STATED EXERCISE:
Reproduce all of the material below, swapping every occurrence of "chalkboard" for "blackboard" and leaving everything else unchanged. Omit the pictures.

Records from a collection

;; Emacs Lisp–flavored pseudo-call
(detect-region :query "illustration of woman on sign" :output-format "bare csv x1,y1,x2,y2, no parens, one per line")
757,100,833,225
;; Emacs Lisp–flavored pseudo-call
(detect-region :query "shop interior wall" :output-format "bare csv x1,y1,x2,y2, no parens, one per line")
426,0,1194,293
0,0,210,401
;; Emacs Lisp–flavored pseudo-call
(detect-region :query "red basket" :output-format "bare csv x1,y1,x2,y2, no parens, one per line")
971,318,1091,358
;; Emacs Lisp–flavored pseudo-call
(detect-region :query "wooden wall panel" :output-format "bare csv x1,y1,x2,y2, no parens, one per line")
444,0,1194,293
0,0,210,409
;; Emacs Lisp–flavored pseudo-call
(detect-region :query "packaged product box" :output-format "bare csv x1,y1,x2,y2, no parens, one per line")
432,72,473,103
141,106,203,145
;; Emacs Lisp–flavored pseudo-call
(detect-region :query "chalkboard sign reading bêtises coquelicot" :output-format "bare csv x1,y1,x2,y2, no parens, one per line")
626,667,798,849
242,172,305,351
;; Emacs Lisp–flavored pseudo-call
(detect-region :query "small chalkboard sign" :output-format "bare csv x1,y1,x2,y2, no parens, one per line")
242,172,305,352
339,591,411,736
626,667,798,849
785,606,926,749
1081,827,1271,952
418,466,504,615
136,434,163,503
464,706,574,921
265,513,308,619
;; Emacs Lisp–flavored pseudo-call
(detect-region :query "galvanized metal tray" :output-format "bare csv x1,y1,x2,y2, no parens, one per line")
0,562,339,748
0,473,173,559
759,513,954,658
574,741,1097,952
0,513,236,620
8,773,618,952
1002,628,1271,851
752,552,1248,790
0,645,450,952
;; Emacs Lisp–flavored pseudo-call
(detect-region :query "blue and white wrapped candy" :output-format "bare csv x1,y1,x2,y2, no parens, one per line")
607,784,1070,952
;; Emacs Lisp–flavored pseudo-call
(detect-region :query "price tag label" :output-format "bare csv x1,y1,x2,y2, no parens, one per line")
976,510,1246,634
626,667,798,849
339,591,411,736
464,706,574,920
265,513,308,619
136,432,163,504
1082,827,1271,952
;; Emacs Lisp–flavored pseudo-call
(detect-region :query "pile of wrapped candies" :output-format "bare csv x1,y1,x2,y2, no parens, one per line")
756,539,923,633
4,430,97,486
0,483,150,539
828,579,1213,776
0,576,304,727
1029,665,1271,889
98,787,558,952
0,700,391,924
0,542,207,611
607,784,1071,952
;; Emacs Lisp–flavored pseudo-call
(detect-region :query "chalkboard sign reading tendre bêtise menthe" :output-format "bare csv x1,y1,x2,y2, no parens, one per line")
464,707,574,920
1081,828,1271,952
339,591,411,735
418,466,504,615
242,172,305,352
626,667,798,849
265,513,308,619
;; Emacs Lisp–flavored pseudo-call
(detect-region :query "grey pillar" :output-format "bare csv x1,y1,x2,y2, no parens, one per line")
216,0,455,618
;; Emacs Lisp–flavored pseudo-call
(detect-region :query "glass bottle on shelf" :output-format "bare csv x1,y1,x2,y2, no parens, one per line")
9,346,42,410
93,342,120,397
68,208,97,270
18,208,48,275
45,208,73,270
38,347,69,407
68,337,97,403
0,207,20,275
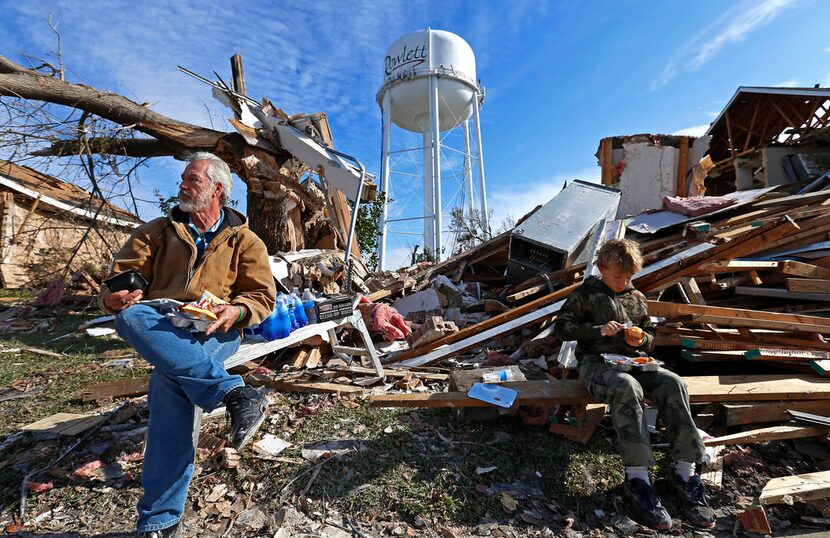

ANSWER FOR THE TASK:
;; Emacs Lisp–flavored pseudo-call
(detect-region :query "illustration of woman on sign" :output-format "bare csv x1,y1,x2,y2, no parens, one per line")
757,100,833,225
;; Emacs Lisp–flavored pseudo-call
(detect-region :query "shop interior wall" :output-format "bare csv x1,y1,x2,y2, no parens, one per line")
426,0,1194,293
0,0,210,401
;; Emacs Lisp–flavored pseudo-call
(detect-region :query "red basket" :output-format "bare csv x1,y1,x2,y2, no parens, one per line")
971,318,1091,358
;; Emacs Lisp–flavored pseudo-call
(detect-region :query "wooden wall panel" :output-format "bare csv x1,y1,x2,y2, no parens, one per line")
444,0,1194,293
0,0,210,409
;; Emacs Lisp–flavored pseudo-call
(detect-region :query "packaged product box" :output-format "bare csv x1,y1,x2,y2, no parens, one per line")
432,72,473,103
141,106,203,145
;; Emacs Lisp–flavored pseudo-call
(detect-region :query "blackboard sign reading bêtises coquelicot" :output-format "bare csv x1,y1,x2,y2, no parens, one per line")
626,667,798,849
242,172,305,351
;; Emacs Lisp–flavored pseudo-call
(detect-region :query "small blackboard sign" :output-format "bare csv x1,y1,x2,y2, no parens, one per line")
242,172,305,352
339,591,411,736
626,667,798,849
785,606,926,749
1081,827,1271,952
418,466,504,615
136,434,163,503
464,706,574,921
265,513,308,619
;; Emacs Lisp–flavored pseudo-call
(detect-region :query "galvanized metal tray" :output-format "bare csv x1,y1,x2,y2, no parens, one per line")
0,562,339,748
0,473,173,559
759,513,954,658
574,741,1097,952
0,513,236,620
8,773,618,952
1002,628,1271,851
752,552,1248,790
0,645,450,952
;; Emacs Lisp–flavored pseudo-call
(detect-region :query "blue and white wrapped candy" :output-format "bare csv x1,y1,x2,y2, no parens, one per line")
607,784,1070,952
;; Emacs Lisp–flavored pseudo-call
(detect-region :query "price tag label" :output-format "bare csv x1,y1,x2,y2, no parens, one per line")
976,510,1246,634
626,667,798,849
339,591,411,736
464,706,574,920
265,513,308,619
136,432,163,504
1082,827,1271,952
;; Emacs Lisp–flavored pseudo-call
(detect-region :query "pile of wrapped candies" :output-format "bare csv x1,y1,x2,y2, no parens, one per line")
756,539,923,633
4,430,97,486
0,483,150,539
828,579,1213,776
0,576,304,727
1029,665,1271,889
98,787,558,952
0,700,391,924
0,542,207,611
607,784,1071,952
;; Emacs Lisp–flavored pseudo-call
(detect-region :query "blackboard sign reading tendre bêtise menthe" :output-format "bare csv x1,y1,x2,y2, no parens, one per line")
464,707,574,920
1081,828,1271,952
339,591,411,735
418,466,504,615
242,172,305,352
626,667,798,849
265,513,308,619
;; Emacs Lisp–flavored pseudo-call
(detect-region :query "grey pillar" :output-format "bare csv x1,y1,x2,y2, no parens, one per line")
216,0,455,618
;; Emacs Lisp–flavored pseudo-call
(detect-region :query "glass bottle on shelf" :output-format "bare csv x1,y1,x2,y2, no parens, one per line")
9,346,42,410
93,342,120,397
68,208,97,270
18,208,48,275
45,208,73,270
38,347,69,407
68,337,97,403
0,207,20,275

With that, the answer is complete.